▸ SET PROBLEM: Copy the passage of the integral thread starting at "put (x^(3/2)-25)=t^2" and ending at "have a sqrt(x)", switching "trig method" to "trigonometric method".
***** TEXT SEGMENT *****
## anonymous 5 years ago Compute the integral of 1/(x*sqrt(x^3-25)) Hint: let u=x^(3/2)

1. anonymous

I don't know that your hint gets you there. Who gave the hint?

2. anonymous

it is on the review sheet

3. anonymous

i know the answer too if that helps. its 2/15 arcsec(x^(3/2)/5)+c

4. anonymous

In doing it, they manipulated in a way to use trig method.

5. anonymous

Yeah, you have to brush up on your trig method (some variation of tan^2=sec2-1). Using hint x under the square root turns to sq root of u^2-25 and you can do the trig method.

6. anonymous

put (x^(3/2)-25)=t^2

7. anonymous

use this substitution

8. anonymous

I think he wants us to use the trig method. I just keep getting stuck. I have u=x^(3/2) du=3/2sqrt(x)dx 2/3du=sqrt(x)dx I would be able to solve from there but i dont have a sqrt(x)

9. anonymous

use my method and multiply denominator and numerator by x^0.5 and put x^(3/2) as t^2+25

10. anonymous

He's going to test us on the trig method...

11. anonymous

who?

12. anonymous

the teacher

13. anonymous

oh...but even ur hint uses substitution

14. anonymous

right, but isnt there a difference between trig substitution and regular substitution?

15. anonymous

if u want to use trig then use sec^(2/3)t=x

16. anonymous

got it?

17. anonymous

not really. Can you go through the process step by step?

18. anonymous

use (25*sec (t))^(4/3)=x so x^(3/2)=25*sec^2(t) so dx=25^(4/3)*(4/3)*sec^(1/3)(t)*sec(t)*tan(t)

19. anonymous

dx=c*sec^(4/3)(t)*tan(t) dt c=constant

20. anonymous

now solve further i m very slow in typing

21. anonymous

Jas, give me a minute. I have the method his instructor is expecting.

22. anonymous

OK, using hint $u=x ^{3/2}$Convert this all the way through you get $u ^{2/3}=x$

23. anonymous

if u will solve my expression then it will become simplified

24. anonymous

Yes, but he is in school, he is learning a really helpful method, technique.

25. anonymous

Just hold on one minute, let me finish, so the work don't get all muddled.
***** DATA RECORDS *****
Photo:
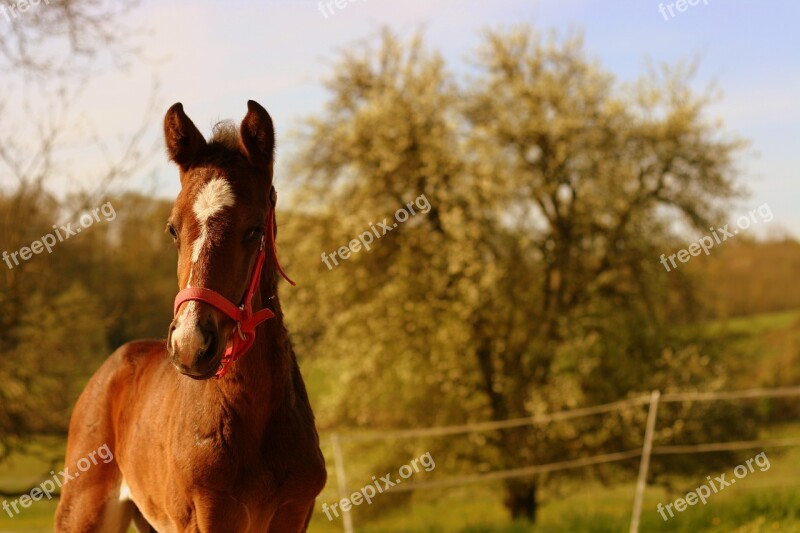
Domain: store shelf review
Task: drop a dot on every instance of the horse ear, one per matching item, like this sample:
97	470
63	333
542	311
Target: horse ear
258	136
184	141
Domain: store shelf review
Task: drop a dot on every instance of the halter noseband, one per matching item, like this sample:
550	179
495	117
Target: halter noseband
246	321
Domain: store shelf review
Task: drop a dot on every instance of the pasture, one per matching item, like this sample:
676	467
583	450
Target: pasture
764	501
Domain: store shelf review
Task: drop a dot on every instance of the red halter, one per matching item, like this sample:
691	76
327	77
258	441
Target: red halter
246	320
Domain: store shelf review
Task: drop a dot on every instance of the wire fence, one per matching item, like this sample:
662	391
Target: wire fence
647	450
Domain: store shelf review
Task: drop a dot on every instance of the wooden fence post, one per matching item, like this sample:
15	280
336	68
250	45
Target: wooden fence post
341	480
644	465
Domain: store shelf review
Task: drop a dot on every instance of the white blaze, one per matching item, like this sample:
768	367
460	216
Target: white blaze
215	196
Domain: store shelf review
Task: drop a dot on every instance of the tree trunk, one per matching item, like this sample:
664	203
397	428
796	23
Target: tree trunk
521	499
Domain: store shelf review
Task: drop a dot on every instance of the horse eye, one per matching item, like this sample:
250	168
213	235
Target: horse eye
172	231
254	234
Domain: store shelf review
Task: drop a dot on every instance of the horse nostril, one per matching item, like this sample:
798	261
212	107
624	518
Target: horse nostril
209	346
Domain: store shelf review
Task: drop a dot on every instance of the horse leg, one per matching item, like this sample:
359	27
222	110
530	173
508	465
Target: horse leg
93	506
142	526
90	495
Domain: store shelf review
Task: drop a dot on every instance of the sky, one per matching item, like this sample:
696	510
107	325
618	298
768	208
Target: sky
214	56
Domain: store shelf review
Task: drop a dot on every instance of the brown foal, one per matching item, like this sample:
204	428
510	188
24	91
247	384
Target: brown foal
191	451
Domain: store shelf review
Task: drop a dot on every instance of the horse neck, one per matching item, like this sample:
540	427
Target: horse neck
257	384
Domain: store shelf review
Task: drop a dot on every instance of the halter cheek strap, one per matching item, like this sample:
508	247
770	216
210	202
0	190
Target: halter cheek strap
246	321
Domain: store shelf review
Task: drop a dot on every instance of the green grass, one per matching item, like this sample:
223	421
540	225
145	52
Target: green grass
764	353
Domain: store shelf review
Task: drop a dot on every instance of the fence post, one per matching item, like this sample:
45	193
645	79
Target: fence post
341	480
644	465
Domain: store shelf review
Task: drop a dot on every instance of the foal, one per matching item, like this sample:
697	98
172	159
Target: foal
238	452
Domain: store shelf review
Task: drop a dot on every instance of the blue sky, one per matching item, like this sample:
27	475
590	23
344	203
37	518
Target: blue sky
213	57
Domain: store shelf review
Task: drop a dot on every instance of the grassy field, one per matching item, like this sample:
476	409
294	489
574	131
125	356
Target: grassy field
766	351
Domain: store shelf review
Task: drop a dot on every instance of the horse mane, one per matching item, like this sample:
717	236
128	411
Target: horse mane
225	133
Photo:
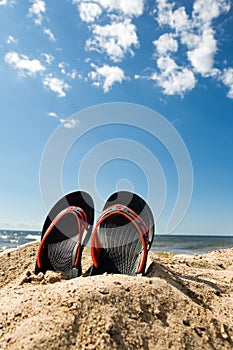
*****
▸ RESPONSE TO THIS TASK:
put (x^(3/2)-25)=t^2

7. anonymous

use this substitution

8. anonymous

I think he wants us to use the trigonometric method. I just keep getting stuck. I have u=x^(3/2) du=3/2sqrt(x)dx 2/3du=sqrt(x)dx I would be able to solve from there but i dont have a sqrt(x)